→ **Data entries**
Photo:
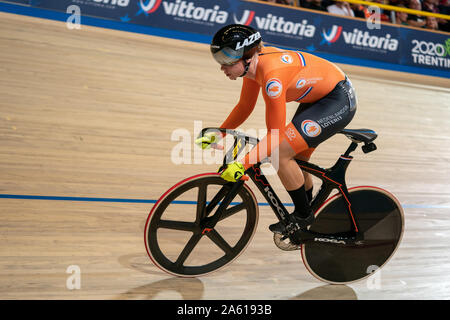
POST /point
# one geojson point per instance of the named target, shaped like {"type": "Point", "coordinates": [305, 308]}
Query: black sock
{"type": "Point", "coordinates": [300, 201]}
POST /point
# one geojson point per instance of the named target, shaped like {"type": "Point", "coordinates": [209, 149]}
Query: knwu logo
{"type": "Point", "coordinates": [277, 24]}
{"type": "Point", "coordinates": [246, 18]}
{"type": "Point", "coordinates": [185, 9]}
{"type": "Point", "coordinates": [360, 38]}
{"type": "Point", "coordinates": [332, 35]}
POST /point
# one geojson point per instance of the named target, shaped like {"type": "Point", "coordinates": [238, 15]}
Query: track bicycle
{"type": "Point", "coordinates": [203, 223]}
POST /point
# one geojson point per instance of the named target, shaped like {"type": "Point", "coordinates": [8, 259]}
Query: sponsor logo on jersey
{"type": "Point", "coordinates": [332, 35]}
{"type": "Point", "coordinates": [285, 58]}
{"type": "Point", "coordinates": [248, 41]}
{"type": "Point", "coordinates": [290, 133]}
{"type": "Point", "coordinates": [274, 88]}
{"type": "Point", "coordinates": [246, 18]}
{"type": "Point", "coordinates": [150, 6]}
{"type": "Point", "coordinates": [311, 128]}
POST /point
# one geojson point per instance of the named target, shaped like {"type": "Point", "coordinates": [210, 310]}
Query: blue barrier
{"type": "Point", "coordinates": [343, 40]}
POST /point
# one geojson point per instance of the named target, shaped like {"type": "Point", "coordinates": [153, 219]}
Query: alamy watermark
{"type": "Point", "coordinates": [185, 151]}
{"type": "Point", "coordinates": [73, 282]}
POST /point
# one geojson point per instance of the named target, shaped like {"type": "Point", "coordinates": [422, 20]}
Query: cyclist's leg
{"type": "Point", "coordinates": [305, 156]}
{"type": "Point", "coordinates": [310, 127]}
{"type": "Point", "coordinates": [292, 178]}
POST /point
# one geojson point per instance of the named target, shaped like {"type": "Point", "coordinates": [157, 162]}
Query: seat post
{"type": "Point", "coordinates": [350, 149]}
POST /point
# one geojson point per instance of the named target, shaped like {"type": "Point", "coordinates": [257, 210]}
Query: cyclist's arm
{"type": "Point", "coordinates": [245, 106]}
{"type": "Point", "coordinates": [275, 122]}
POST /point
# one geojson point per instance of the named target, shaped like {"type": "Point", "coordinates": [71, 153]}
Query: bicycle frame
{"type": "Point", "coordinates": [332, 178]}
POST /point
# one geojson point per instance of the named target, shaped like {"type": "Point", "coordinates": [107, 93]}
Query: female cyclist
{"type": "Point", "coordinates": [327, 104]}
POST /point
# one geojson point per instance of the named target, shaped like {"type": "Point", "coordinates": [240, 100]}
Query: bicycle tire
{"type": "Point", "coordinates": [157, 228]}
{"type": "Point", "coordinates": [381, 221]}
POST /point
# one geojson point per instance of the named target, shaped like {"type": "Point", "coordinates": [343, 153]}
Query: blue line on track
{"type": "Point", "coordinates": [88, 199]}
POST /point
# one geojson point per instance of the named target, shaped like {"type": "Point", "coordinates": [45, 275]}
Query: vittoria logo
{"type": "Point", "coordinates": [359, 38]}
{"type": "Point", "coordinates": [248, 41]}
{"type": "Point", "coordinates": [274, 88]}
{"type": "Point", "coordinates": [311, 128]}
{"type": "Point", "coordinates": [332, 35]}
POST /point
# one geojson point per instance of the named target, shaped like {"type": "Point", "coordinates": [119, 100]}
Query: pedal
{"type": "Point", "coordinates": [284, 243]}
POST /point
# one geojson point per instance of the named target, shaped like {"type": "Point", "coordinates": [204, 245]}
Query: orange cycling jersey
{"type": "Point", "coordinates": [284, 76]}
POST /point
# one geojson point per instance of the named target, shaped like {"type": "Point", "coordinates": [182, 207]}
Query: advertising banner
{"type": "Point", "coordinates": [283, 26]}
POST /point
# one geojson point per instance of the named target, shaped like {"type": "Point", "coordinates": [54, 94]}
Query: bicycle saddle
{"type": "Point", "coordinates": [360, 135]}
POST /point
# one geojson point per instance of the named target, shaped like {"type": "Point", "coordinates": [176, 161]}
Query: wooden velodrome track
{"type": "Point", "coordinates": [90, 113]}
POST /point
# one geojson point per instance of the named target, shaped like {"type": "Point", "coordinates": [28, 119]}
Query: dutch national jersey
{"type": "Point", "coordinates": [282, 76]}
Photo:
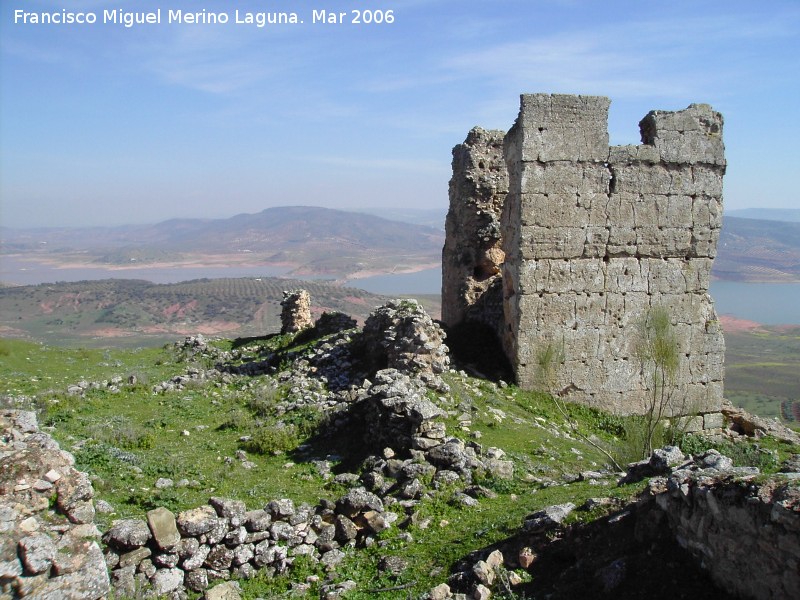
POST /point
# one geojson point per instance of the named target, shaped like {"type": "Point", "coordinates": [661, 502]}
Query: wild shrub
{"type": "Point", "coordinates": [657, 349]}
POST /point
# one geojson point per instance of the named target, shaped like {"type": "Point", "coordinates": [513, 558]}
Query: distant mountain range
{"type": "Point", "coordinates": [313, 240]}
{"type": "Point", "coordinates": [758, 250]}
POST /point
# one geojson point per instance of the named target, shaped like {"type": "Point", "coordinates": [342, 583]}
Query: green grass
{"type": "Point", "coordinates": [128, 440]}
{"type": "Point", "coordinates": [761, 371]}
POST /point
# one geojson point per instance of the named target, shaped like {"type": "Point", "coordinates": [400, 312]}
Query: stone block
{"type": "Point", "coordinates": [563, 127]}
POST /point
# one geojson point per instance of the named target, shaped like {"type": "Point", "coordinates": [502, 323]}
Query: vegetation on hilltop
{"type": "Point", "coordinates": [129, 437]}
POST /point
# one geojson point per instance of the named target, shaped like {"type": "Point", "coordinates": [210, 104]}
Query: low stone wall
{"type": "Point", "coordinates": [48, 540]}
{"type": "Point", "coordinates": [743, 529]}
{"type": "Point", "coordinates": [295, 311]}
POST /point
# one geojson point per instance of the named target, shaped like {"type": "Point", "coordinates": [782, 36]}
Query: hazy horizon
{"type": "Point", "coordinates": [392, 213]}
{"type": "Point", "coordinates": [106, 124]}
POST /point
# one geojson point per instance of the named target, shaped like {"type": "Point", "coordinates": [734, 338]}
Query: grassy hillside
{"type": "Point", "coordinates": [128, 438]}
{"type": "Point", "coordinates": [761, 372]}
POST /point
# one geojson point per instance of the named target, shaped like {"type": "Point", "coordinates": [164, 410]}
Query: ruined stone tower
{"type": "Point", "coordinates": [472, 255]}
{"type": "Point", "coordinates": [596, 238]}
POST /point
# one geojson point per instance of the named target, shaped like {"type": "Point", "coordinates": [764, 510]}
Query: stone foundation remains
{"type": "Point", "coordinates": [596, 240]}
{"type": "Point", "coordinates": [471, 287]}
{"type": "Point", "coordinates": [296, 311]}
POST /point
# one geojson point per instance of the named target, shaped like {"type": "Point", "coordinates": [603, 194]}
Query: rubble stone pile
{"type": "Point", "coordinates": [48, 541]}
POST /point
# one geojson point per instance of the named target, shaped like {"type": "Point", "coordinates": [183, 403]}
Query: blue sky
{"type": "Point", "coordinates": [102, 124]}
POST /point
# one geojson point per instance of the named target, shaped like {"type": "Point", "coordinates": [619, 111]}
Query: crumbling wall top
{"type": "Point", "coordinates": [561, 127]}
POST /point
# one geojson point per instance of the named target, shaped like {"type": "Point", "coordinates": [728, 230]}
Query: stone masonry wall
{"type": "Point", "coordinates": [743, 530]}
{"type": "Point", "coordinates": [595, 237]}
{"type": "Point", "coordinates": [472, 255]}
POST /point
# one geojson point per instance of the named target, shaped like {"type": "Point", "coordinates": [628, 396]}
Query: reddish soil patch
{"type": "Point", "coordinates": [734, 325]}
{"type": "Point", "coordinates": [108, 332]}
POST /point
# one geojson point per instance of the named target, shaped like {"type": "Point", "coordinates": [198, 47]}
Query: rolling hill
{"type": "Point", "coordinates": [758, 250]}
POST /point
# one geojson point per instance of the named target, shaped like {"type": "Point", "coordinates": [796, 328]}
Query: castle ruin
{"type": "Point", "coordinates": [592, 240]}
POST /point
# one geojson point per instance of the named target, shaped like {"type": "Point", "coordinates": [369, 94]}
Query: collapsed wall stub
{"type": "Point", "coordinates": [595, 237]}
{"type": "Point", "coordinates": [472, 255]}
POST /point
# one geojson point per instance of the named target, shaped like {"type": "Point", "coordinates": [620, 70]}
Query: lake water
{"type": "Point", "coordinates": [768, 303]}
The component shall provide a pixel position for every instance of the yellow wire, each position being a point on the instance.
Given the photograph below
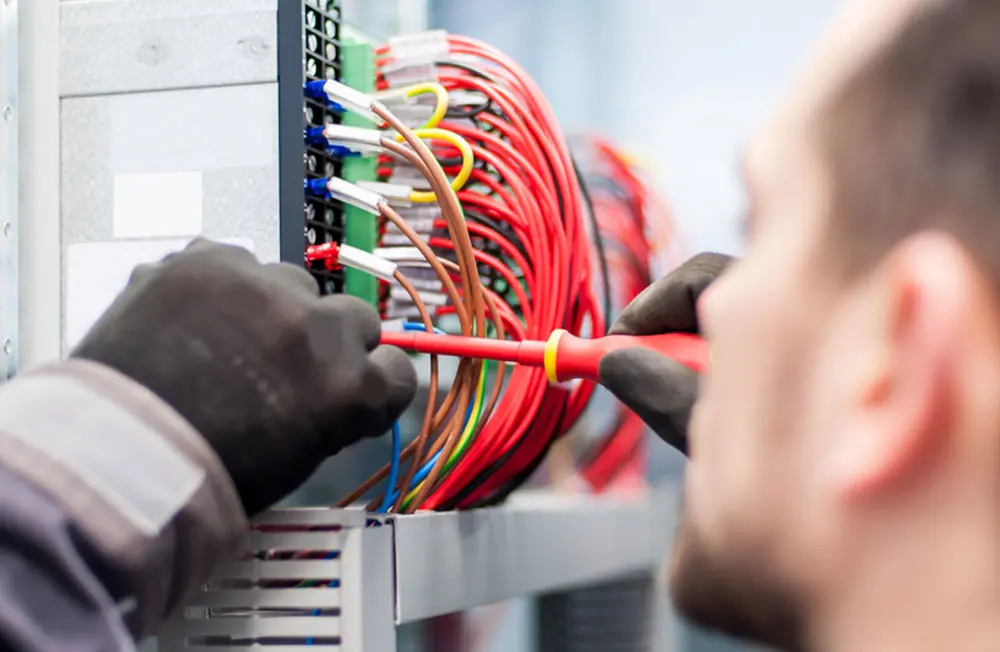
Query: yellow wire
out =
(440, 108)
(470, 426)
(435, 133)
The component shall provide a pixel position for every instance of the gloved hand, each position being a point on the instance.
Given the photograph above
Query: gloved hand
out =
(659, 390)
(273, 376)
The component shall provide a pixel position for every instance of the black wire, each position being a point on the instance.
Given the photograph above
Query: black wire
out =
(598, 243)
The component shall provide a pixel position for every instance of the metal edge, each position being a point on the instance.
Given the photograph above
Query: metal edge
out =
(10, 229)
(451, 561)
(291, 226)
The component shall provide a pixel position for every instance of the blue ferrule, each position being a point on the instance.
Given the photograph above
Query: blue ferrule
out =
(314, 90)
(317, 187)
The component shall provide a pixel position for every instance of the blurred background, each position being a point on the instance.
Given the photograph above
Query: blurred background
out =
(680, 84)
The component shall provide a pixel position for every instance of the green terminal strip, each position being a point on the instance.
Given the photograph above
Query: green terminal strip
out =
(360, 228)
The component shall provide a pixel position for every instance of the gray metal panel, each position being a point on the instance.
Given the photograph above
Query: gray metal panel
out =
(39, 170)
(154, 90)
(368, 578)
(451, 561)
(9, 225)
(123, 46)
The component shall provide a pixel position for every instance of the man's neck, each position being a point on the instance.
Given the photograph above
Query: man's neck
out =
(920, 595)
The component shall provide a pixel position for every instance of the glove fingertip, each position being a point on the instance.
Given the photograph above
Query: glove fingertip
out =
(400, 374)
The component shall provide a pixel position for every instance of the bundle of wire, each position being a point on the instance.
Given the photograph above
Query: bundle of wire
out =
(634, 236)
(522, 203)
(502, 250)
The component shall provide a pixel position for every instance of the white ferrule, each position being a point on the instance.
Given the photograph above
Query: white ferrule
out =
(430, 298)
(396, 194)
(352, 99)
(357, 138)
(362, 260)
(349, 193)
(402, 255)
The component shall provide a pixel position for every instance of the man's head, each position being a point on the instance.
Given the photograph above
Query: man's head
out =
(849, 428)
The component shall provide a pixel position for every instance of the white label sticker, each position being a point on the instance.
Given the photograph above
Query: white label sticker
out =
(162, 205)
(97, 271)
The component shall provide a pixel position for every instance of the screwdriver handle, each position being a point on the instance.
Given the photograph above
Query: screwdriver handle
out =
(568, 357)
(563, 356)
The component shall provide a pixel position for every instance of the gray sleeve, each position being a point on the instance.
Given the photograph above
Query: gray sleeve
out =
(112, 510)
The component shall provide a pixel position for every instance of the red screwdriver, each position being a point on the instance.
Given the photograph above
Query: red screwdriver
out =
(563, 356)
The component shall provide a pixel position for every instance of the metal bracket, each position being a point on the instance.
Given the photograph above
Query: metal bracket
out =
(9, 180)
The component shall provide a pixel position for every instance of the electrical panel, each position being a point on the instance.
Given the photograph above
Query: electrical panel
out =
(225, 79)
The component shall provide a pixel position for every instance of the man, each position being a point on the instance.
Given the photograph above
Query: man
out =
(210, 389)
(843, 491)
(844, 486)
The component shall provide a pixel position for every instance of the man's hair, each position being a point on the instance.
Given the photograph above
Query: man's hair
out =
(913, 138)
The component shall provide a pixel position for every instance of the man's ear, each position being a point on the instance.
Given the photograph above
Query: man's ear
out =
(900, 409)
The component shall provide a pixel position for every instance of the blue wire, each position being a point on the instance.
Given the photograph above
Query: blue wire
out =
(425, 470)
(412, 326)
(393, 467)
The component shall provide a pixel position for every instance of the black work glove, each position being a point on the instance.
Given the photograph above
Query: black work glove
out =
(659, 390)
(273, 376)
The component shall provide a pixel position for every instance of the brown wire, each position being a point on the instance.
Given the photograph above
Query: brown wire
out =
(469, 270)
(469, 308)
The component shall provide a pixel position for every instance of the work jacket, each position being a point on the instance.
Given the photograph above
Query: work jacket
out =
(112, 509)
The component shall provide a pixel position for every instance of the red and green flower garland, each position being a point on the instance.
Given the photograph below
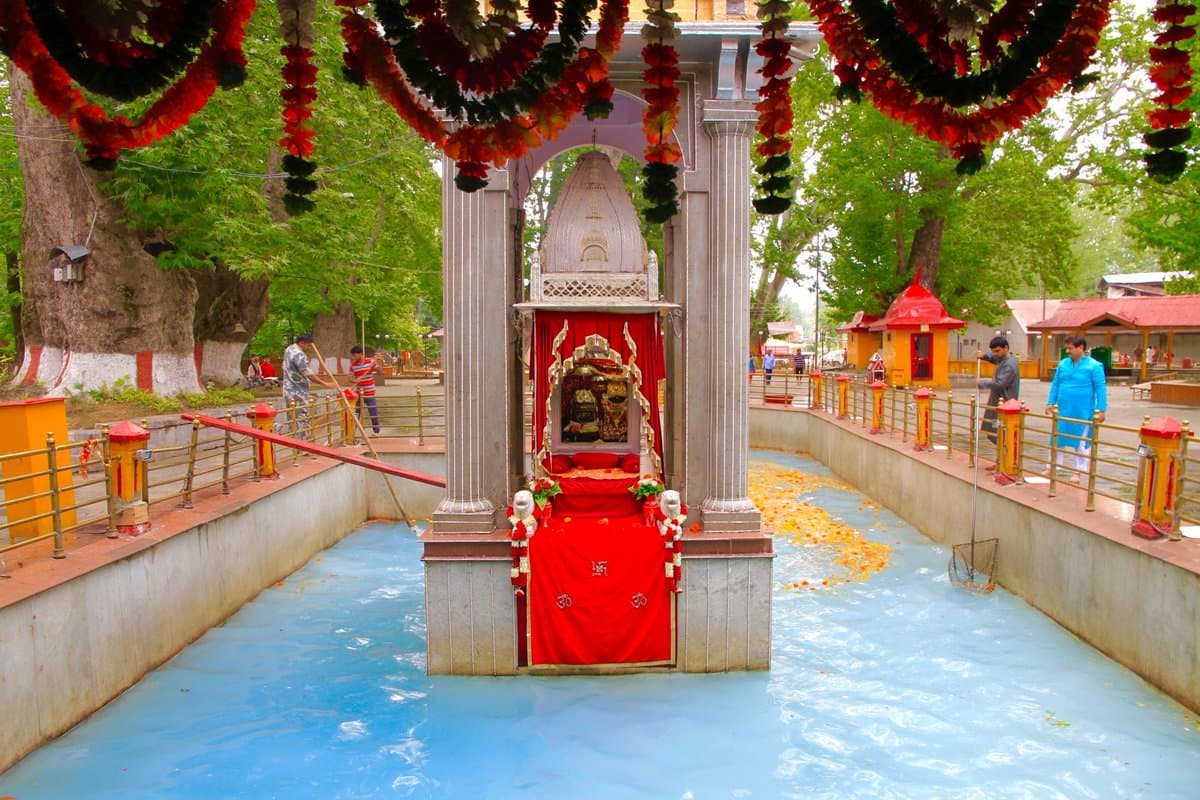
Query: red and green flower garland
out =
(861, 66)
(582, 85)
(220, 61)
(661, 114)
(1171, 74)
(774, 109)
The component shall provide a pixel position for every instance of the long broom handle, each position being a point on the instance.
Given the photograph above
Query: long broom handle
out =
(358, 423)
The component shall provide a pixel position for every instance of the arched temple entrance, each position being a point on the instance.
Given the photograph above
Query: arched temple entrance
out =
(606, 340)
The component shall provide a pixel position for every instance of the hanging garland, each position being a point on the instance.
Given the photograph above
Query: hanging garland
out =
(861, 67)
(298, 94)
(583, 85)
(1171, 74)
(774, 109)
(497, 70)
(661, 113)
(220, 62)
(447, 91)
(141, 70)
(910, 60)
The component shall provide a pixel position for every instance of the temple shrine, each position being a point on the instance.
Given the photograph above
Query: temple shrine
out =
(916, 332)
(604, 371)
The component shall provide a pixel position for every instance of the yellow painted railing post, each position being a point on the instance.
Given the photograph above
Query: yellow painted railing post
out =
(924, 397)
(815, 379)
(1008, 441)
(1158, 475)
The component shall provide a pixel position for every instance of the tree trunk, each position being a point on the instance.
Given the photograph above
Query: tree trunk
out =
(228, 311)
(927, 250)
(334, 334)
(12, 263)
(126, 318)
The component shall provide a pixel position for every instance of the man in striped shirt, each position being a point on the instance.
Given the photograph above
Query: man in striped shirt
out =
(364, 368)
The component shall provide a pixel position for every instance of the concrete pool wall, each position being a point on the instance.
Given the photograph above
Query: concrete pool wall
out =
(1133, 600)
(118, 608)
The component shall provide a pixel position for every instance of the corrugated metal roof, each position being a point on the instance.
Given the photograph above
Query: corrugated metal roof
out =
(858, 324)
(1030, 312)
(1171, 312)
(1141, 277)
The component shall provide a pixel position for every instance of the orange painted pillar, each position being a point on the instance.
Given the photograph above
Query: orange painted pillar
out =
(1008, 440)
(125, 439)
(877, 407)
(924, 397)
(1157, 475)
(843, 390)
(24, 426)
(262, 416)
(348, 415)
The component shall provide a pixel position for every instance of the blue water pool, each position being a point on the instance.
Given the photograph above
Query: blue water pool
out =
(899, 686)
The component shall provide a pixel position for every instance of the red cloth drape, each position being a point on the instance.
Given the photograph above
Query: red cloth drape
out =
(598, 594)
(643, 329)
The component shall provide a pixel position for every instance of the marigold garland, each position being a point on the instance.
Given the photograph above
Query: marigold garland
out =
(582, 85)
(661, 113)
(965, 133)
(1171, 74)
(220, 61)
(774, 109)
(298, 94)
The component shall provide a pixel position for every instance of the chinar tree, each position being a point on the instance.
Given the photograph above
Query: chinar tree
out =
(189, 242)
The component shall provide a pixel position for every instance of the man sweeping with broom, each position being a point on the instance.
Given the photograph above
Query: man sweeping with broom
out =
(1006, 384)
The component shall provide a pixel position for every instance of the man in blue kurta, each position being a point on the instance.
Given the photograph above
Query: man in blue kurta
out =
(1078, 391)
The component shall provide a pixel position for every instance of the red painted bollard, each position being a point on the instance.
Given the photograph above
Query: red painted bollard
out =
(877, 388)
(924, 397)
(843, 390)
(262, 416)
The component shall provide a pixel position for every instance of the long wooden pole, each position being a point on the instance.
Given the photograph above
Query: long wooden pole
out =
(358, 423)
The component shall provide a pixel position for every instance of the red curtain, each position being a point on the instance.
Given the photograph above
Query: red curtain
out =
(643, 329)
(598, 594)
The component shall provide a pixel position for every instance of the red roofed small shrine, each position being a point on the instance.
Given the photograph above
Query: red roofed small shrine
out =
(861, 341)
(916, 338)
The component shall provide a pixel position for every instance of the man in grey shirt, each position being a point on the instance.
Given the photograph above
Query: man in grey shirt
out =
(1006, 384)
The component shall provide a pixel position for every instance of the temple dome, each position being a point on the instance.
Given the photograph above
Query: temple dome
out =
(593, 226)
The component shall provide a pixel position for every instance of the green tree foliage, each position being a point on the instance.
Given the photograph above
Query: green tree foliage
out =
(213, 190)
(883, 200)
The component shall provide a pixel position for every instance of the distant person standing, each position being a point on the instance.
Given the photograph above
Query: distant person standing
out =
(295, 382)
(1006, 384)
(1080, 395)
(364, 370)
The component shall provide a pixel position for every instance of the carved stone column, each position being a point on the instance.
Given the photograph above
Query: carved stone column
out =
(474, 353)
(730, 126)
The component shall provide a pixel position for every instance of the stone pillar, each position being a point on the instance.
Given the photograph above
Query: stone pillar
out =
(730, 127)
(475, 265)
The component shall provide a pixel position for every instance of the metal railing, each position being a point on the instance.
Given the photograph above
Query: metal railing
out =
(1111, 467)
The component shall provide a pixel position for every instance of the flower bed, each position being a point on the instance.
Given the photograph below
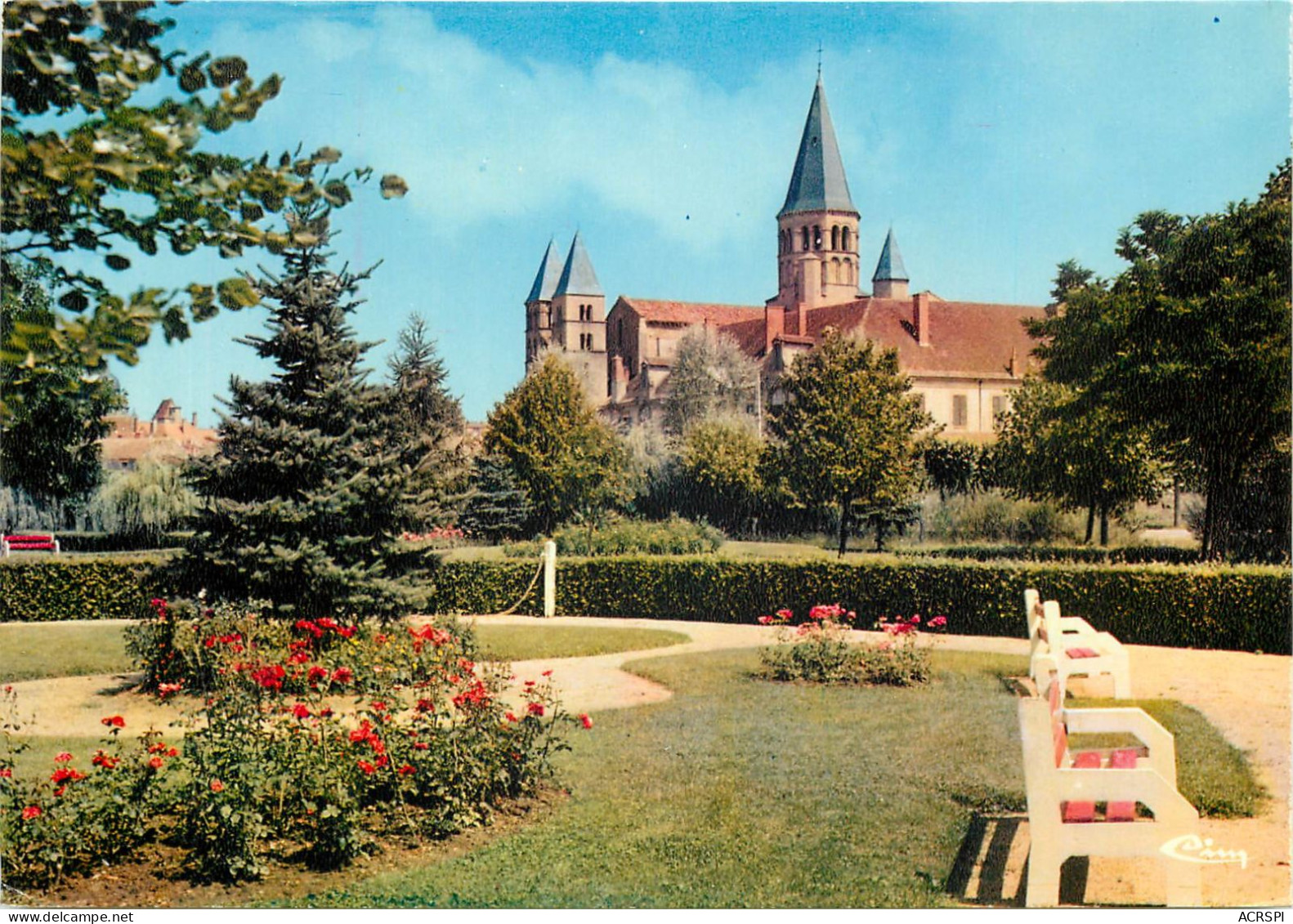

→ **To be done**
Pull out every line in the lines above that contains the word "garland", treating uppercase and lowercase as different.

→ **Exercise result**
The component shall provide a pixel position for every instance of the red and green flower garland, each position being a point on the instance.
Query: red and green flower garland
The component shall provide a pixel position for every instance of the hanging garland, each position being a point on the instance.
Query: hanging garland
The component shall provide a pixel position for every instance of the marigold garland, each position being a point on the instance.
Query: marigold garland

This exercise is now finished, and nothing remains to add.